◆ Passage to read:
-- Opening Marker --

Investigation Continues into Orange, Calif., Fatal Shootings at Unified Homes

Tovar and Raygoza Unified Homes Shooting victims
Luis Tovar and daughter Jenevieve Raygoza in an undated family photo.

A mass shooting in Orange, Calif., has sent shockwaves through the manufactured housing industry and within the small Southern California city where it occurred on the afternoon of March 31 at Unified Homes. Four people were killed, and two more injured, including the suspect who is hospitalized following a shootout with police.

Survivor Blanca Tamayo
Matthew Farias
Leticia Solice

Unified Homes owner Luis Tovar, his daughter Jenevieve Raygoza, 28, Leticia Solice, 58, who is was a Unified agent, and Matthew Farias, 9, were killed.

Blanca Tamayo, Farias and Raygoza’s mother, survived the attack.

Police said the alleged shooter used a bicycle cable and lock to block the exterior gates to the business prior to entering. Police engaged in a shootout with Aminadab Gaxiola Gonzalez, who was shot.

The officers were uninjured. Gonzalez has been charged with four counts of murder and three counts of attempted murder.

Karla Maria Tovar, Luis Tovar’s wife as well as an agent with Unified Homes, spoke with local media. She explained how she was attempting to shield their 10-year-old son from at least some of the grief from the loss of someone she described as a model husband and father. She also vowed to keep Unified Homes operating.

“Unified Homes is going to go forward,” Karla Maria Tovar told the Daily News. “I don’t know how (I’ll do it), but I will.”

Investigators said Gonzales had either professional or personal relationships with each of the victims. He had been in a relationship with and long-estranged from a broker assistant with Unified Homes, Aleyda Mendoza, who in media reports stated that she had no understanding of what could have motivated the shooting.

“I can’t understand what went through his head to make such a terrifying decision,” Mendoza said in a quote from the Associated Press. “He left behind a sea of pain and grief for so many families who can’t find comfort.”

The Farias family has set up a GoFundMe page to try to abate funeral costs for the the 9-year-old victim, who had been a student at Hoover Elementary School in Santa Ana.

“As members of the manufactured housing industry family, we are all affected by this senseless tragedy,” Newport Pacific Companies Marketing and Regional Manager Maria Horton said. “Our thoughts and prayers go out to the families who lost loved ones in this horrific disaster.”

-- Closing Marker --

◆ Entries provided:
-- Opening Marker --

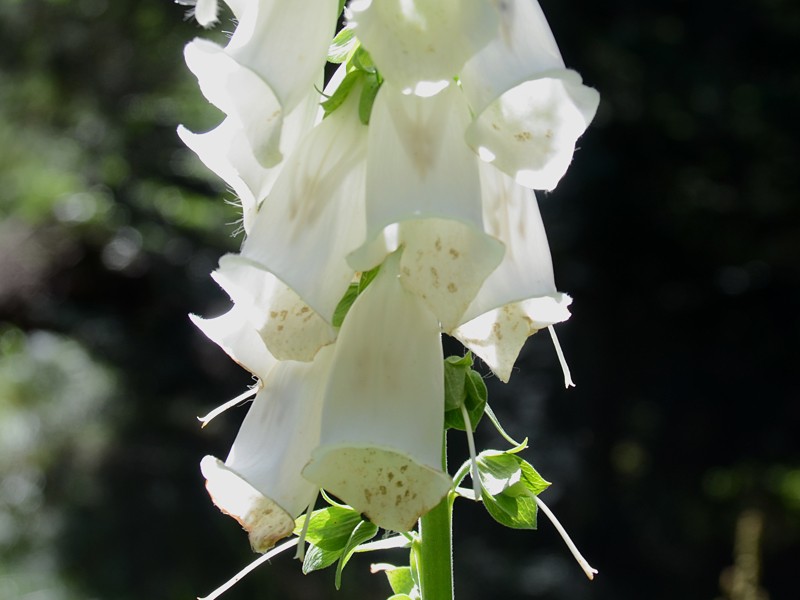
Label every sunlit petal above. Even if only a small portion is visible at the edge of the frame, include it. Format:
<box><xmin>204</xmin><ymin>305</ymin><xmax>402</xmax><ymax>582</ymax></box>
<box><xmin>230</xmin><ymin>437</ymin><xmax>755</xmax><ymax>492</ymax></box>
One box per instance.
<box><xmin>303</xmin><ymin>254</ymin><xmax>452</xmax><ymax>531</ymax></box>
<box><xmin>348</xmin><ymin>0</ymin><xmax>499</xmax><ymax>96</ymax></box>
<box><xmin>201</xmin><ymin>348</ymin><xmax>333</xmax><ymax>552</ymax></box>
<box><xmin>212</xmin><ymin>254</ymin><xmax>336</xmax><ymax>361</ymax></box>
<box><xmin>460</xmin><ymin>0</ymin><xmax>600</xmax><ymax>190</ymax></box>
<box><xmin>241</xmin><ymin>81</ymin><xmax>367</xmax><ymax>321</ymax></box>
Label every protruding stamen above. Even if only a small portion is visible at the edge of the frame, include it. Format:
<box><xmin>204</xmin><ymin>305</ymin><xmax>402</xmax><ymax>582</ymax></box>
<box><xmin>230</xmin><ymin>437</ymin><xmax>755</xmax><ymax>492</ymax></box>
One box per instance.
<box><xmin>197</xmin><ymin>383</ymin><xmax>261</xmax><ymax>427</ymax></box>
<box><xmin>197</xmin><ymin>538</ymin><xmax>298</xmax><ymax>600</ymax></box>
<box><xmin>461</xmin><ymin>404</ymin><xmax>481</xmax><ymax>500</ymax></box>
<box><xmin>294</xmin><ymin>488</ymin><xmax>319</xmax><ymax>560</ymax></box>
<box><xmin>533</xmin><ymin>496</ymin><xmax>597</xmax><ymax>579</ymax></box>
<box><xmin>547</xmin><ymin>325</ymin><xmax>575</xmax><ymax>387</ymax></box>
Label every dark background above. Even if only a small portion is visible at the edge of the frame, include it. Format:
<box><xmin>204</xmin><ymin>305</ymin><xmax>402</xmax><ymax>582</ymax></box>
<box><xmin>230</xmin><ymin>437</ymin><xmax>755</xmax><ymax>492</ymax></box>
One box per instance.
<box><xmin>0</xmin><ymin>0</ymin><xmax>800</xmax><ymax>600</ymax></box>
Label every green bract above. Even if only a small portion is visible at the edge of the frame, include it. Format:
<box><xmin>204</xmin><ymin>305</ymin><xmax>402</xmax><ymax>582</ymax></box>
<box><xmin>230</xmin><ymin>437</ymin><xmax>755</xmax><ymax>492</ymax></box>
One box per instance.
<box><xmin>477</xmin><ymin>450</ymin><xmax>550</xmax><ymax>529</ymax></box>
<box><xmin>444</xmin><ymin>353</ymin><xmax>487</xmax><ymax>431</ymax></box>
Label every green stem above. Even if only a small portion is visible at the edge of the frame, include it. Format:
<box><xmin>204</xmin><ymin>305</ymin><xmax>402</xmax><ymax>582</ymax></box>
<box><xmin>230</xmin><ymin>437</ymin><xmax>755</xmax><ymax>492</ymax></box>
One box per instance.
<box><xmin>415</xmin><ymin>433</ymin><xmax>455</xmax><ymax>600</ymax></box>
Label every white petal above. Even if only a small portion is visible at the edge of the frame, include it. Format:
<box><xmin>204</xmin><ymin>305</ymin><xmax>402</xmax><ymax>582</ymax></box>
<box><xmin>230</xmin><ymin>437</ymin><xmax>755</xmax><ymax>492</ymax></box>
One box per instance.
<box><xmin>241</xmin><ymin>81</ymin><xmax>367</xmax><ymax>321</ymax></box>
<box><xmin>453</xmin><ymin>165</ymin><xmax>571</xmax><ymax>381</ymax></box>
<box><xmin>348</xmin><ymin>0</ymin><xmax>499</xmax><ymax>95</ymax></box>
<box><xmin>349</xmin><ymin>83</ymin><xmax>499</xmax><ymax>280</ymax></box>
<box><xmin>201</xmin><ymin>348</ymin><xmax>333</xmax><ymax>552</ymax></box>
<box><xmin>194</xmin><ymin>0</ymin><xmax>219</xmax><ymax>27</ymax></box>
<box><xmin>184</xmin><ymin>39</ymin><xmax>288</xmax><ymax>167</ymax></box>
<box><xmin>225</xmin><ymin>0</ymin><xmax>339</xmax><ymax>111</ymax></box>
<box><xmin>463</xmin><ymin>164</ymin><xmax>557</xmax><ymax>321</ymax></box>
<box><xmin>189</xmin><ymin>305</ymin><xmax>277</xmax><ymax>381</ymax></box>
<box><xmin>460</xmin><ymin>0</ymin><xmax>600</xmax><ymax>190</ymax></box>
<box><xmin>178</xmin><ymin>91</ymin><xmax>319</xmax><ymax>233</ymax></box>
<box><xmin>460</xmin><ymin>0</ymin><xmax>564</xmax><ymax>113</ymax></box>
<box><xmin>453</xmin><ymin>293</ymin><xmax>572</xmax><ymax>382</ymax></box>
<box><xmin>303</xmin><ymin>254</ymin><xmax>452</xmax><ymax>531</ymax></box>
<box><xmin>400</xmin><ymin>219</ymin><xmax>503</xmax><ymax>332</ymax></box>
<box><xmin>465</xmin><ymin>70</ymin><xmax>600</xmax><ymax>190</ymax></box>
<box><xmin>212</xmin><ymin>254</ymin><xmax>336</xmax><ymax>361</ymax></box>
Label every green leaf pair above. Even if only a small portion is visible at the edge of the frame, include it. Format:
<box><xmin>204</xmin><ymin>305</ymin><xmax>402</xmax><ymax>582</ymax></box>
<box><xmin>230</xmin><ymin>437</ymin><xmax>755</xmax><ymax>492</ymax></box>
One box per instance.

-- Closing Marker --
-- Opening Marker --

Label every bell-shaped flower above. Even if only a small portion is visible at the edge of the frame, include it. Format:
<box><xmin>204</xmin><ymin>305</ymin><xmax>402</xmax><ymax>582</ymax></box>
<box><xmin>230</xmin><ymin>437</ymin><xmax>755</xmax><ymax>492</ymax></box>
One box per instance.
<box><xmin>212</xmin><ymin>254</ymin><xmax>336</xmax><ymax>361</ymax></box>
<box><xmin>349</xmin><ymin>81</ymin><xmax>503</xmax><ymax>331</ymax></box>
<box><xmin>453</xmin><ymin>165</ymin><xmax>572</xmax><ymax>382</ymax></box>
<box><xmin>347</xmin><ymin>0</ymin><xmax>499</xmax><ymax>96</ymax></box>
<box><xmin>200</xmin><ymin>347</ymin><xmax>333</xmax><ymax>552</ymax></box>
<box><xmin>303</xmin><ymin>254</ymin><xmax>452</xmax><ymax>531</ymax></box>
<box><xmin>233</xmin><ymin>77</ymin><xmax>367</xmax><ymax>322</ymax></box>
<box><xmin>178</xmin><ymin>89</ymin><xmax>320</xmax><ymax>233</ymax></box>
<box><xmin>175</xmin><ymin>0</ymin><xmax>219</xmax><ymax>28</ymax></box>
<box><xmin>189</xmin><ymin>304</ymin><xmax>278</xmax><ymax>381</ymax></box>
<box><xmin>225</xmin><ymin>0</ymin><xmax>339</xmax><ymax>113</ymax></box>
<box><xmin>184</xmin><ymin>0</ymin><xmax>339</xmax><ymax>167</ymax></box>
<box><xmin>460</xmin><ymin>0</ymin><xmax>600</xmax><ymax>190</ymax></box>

-- Closing Marker --
-- Opening Marker --

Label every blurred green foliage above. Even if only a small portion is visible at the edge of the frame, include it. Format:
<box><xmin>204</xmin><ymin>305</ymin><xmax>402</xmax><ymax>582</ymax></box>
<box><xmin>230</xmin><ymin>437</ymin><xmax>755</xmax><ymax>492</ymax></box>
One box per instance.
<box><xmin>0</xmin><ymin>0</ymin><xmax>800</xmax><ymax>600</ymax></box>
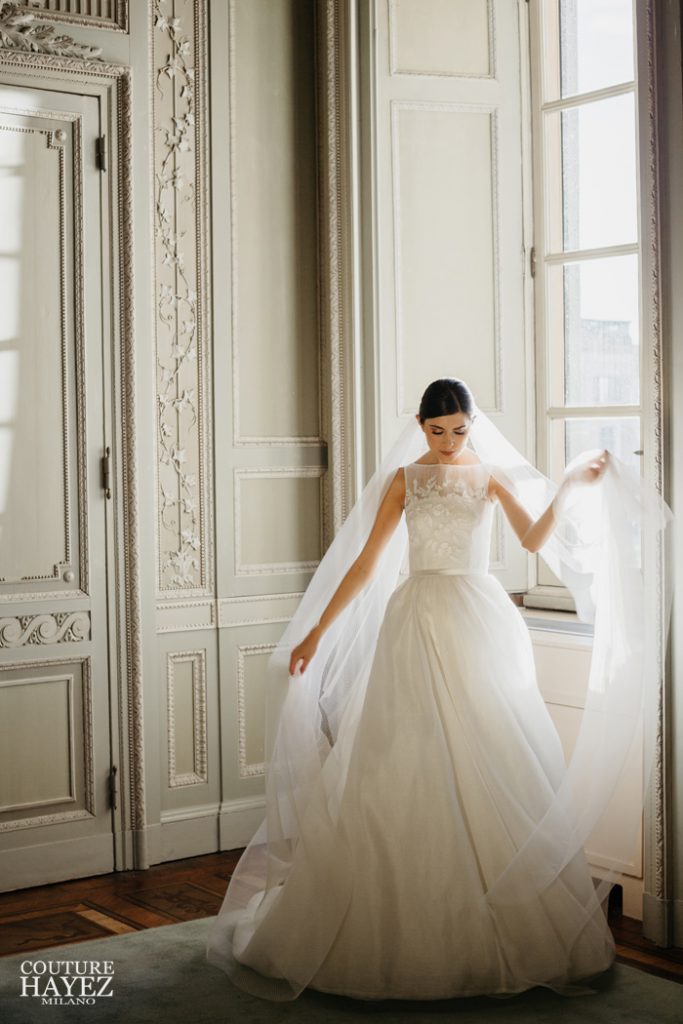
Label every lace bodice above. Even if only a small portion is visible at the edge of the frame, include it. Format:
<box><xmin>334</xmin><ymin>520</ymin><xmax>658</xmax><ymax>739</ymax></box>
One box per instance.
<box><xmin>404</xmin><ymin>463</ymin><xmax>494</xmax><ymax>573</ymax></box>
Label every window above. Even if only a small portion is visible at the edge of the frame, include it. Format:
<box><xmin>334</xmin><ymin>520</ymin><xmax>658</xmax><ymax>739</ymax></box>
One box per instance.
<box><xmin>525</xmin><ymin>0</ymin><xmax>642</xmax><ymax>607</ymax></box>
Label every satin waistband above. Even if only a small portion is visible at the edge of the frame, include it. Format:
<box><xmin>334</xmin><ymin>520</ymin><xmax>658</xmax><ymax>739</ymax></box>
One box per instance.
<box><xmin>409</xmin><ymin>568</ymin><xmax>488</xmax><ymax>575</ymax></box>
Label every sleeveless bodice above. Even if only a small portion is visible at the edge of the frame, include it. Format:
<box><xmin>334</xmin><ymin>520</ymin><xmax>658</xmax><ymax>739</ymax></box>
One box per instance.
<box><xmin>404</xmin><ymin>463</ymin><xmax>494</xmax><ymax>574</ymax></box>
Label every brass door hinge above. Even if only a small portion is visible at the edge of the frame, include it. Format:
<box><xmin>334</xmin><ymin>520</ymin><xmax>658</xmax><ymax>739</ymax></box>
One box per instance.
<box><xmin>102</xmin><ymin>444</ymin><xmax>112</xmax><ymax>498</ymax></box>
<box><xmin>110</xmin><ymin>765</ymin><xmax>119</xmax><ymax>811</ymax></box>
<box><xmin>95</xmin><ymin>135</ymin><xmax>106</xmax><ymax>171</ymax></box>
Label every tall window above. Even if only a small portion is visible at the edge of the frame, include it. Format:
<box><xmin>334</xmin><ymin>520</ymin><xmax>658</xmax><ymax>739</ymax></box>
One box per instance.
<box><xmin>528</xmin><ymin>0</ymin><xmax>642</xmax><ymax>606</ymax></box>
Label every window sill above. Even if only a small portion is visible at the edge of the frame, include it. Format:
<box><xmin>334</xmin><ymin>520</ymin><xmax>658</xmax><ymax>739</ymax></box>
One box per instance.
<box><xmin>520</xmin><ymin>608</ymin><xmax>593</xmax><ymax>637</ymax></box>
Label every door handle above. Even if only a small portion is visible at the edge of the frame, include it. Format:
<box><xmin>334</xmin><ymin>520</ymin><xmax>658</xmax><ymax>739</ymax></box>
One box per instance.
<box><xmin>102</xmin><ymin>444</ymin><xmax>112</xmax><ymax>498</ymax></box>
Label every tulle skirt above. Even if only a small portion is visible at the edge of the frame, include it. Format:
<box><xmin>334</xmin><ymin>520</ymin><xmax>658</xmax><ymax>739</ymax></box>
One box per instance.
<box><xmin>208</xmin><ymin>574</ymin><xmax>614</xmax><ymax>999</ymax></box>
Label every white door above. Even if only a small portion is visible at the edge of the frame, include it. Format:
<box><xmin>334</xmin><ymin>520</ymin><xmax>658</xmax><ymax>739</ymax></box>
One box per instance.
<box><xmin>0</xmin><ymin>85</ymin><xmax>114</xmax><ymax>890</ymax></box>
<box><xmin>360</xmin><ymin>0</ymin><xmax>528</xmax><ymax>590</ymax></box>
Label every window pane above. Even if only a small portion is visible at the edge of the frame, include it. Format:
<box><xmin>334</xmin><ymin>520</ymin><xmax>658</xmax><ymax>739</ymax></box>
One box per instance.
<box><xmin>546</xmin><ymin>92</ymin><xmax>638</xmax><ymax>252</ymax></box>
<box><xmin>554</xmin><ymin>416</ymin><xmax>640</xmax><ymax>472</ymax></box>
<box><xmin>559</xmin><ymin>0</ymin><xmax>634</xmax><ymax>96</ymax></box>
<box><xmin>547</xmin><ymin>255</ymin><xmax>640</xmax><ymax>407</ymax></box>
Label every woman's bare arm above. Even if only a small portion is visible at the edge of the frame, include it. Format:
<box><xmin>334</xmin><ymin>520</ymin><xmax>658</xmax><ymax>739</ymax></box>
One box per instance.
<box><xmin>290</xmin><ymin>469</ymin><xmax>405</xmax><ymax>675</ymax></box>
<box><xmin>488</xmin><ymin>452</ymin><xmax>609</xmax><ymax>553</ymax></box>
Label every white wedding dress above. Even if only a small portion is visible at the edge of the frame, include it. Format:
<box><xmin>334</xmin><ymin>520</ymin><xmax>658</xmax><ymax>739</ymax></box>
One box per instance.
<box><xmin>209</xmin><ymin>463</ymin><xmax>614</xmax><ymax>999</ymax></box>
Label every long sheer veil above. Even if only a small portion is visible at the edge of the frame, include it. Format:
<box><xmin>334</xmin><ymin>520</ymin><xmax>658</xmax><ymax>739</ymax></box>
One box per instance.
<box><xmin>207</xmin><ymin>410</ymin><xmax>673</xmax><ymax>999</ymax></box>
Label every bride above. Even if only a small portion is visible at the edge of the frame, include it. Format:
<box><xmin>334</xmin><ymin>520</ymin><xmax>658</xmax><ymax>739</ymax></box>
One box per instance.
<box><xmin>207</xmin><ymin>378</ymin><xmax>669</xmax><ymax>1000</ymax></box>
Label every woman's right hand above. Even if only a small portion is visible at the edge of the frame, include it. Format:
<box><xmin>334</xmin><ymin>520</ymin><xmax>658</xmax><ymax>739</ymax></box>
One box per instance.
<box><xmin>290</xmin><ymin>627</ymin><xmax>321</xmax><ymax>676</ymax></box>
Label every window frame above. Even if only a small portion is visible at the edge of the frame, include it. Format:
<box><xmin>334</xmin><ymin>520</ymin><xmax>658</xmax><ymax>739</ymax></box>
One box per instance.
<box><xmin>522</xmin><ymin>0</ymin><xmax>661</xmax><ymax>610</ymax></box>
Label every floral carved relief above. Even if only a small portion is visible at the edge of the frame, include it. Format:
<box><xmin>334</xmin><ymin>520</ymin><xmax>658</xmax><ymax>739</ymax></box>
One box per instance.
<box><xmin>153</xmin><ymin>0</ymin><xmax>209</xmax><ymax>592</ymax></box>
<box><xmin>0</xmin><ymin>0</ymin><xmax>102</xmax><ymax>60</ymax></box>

-- Closing Marker --

◆ Assignment A:
Print the passage from the news report on the Orange shooting, starting at "Blanca Tamayo, Farias" and ending at "of attempted murder.".
◆ Assignment B:
Answer these questions using the news report on the Orange shooting.
(i) What did police say the alleged shooter used to block the exterior gates to the business?
(ii) What school had the 9-year-old victim attended?
(iii) What did Karla Maria Tovar vow to do with Unified Homes?

◆ Your response A:
Blanca Tamayo, Farias and Raygoza’s mother, survived the attack.

Police said the alleged shooter used a bicycle cable and lock to block the exterior gates to the business prior to entering. Police engaged in a shootout with Aminadab Gaxiola Gonzalez, who was shot.

The officers were uninjured. Gonzalez has been charged with four counts of murder and three counts of attempted murder.

◆ Your response B:
(i) A bicycle cable and lock.
(ii) Hoover Elementary School in Santa Ana.
(iii) Keep it operating.